# What you need to do
Rewrite the material below from the line with "Annotate each instance of the clear" up to and including its last line, keeping every line. Rescale the answer coordinates by multiplying each by 1.85 and rounding to a whole number with halves rounded up, and leave all other numbers as they are.

Records from a data source:
•••••

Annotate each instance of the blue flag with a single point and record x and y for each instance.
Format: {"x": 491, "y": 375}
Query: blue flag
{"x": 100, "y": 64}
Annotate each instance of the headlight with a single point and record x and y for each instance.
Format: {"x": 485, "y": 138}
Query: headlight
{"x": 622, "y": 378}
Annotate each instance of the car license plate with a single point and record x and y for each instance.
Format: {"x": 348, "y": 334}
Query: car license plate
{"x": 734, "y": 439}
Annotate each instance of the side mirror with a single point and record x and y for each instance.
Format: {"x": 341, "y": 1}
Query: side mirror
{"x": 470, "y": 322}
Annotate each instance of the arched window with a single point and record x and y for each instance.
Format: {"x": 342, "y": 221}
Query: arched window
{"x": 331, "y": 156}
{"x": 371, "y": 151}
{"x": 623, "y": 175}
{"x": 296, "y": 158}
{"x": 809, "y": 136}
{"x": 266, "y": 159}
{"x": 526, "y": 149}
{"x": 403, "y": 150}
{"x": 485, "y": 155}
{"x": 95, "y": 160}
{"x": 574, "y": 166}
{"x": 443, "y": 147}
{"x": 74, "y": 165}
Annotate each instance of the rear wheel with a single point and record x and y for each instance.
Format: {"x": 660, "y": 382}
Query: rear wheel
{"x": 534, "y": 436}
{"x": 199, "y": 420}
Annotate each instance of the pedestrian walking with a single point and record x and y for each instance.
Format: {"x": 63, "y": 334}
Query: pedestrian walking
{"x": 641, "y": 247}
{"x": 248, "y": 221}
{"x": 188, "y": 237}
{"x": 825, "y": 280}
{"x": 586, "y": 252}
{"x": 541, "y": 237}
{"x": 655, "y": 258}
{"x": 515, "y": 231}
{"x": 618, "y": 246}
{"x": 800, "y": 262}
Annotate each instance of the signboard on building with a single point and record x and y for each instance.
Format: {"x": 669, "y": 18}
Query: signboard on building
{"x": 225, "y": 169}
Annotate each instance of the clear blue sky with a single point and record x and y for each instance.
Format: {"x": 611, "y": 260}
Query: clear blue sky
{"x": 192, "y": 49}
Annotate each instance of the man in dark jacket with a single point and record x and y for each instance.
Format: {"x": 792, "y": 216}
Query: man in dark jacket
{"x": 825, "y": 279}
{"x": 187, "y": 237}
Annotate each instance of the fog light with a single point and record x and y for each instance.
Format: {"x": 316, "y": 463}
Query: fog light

•••••

# Result for this task
Annotate each instance of the clear blue sky with a single point and record x and y for each instance.
Format: {"x": 611, "y": 260}
Query: clear blue sky
{"x": 355, "y": 91}
Annotate each instance of the man in dark jacket with a single point and record x and y for each instance.
Format: {"x": 792, "y": 216}
Query: man in dark jacket
{"x": 1526, "y": 516}
{"x": 346, "y": 438}
Annotate each instance of the fog light with a single point and record x and y for each instance.
Format: {"x": 316, "y": 463}
Query: fog light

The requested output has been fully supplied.